Just walking around this adorable little town made me want to pack my stuff up and move here. It was surrounded by beautiful mountains and clean, crisp air. In a few days time we were headed to Yellowstone National Park so we stopped at the local visitor's center in Red Lodge and were greeted with a wealth of Yellowstone information. The name of the married couple who helped us eludes me but I have to say they were so helpful that I think they made our trip that much better. I highly recommend stopping at the visitor center in any place you go to. We had such success getting information about camping, restaurants, maps and tons of other insider information that I don't think we could have gotten from the Internet or the guidebooks we brought.
This is the cool part of going on a road trip. Happening upon a huge iron sculpture of Gumby and Pokey was a total highlight of this trip for me. If I had the money and the space I'd have totally bought these guys to bring home with me. If you're ever in the Red Lodge area you have to stop and see the iron works that this man makes, you can't miss the place.
On our last full day in Montana, Melissa and her husband, Dean, took us on a lovely hike to the Custer National Forest to hike around the Sioux Charley Lake. We had a picnic lunch by the roaring rapids, looked out for bears (just in case) and just really had a lovely day. I did my first trail run on the way back (nearly 3 miles) just to see if I could do it. Duvain chased me while making bear noises to get me to keep moving as fast as I could! Nothing motivates me more than the sound of a fake bear chasing me!

• _Given information_
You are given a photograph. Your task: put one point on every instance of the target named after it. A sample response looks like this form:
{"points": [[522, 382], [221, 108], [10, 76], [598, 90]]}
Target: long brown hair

• _What you have to do_
Write out the Montana trip text between "This is the" and "bear chasing me!", inclusive, swapping "picnic lunch" for "packed lunch". Work from the Montana trip text alone.

• _The reply_
This is the cool part of going on a road trip. Happening upon a huge iron sculpture of Gumby and Pokey was a total highlight of this trip for me. If I had the money and the space I'd have totally bought these guys to bring home with me. If you're ever in the Red Lodge area you have to stop and see the iron works that this man makes, you can't miss the place.
On our last full day in Montana, Melissa and her husband, Dean, took us on a lovely hike to the Custer National Forest to hike around the Sioux Charley Lake. We had a packed lunch by the roaring rapids, looked out for bears (just in case) and just really had a lovely day. I did my first trail run on the way back (nearly 3 miles) just to see if I could do it. Duvain chased me while making bear noises to get me to keep moving as fast as I could! Nothing motivates me more than the sound of a fake bear chasing me!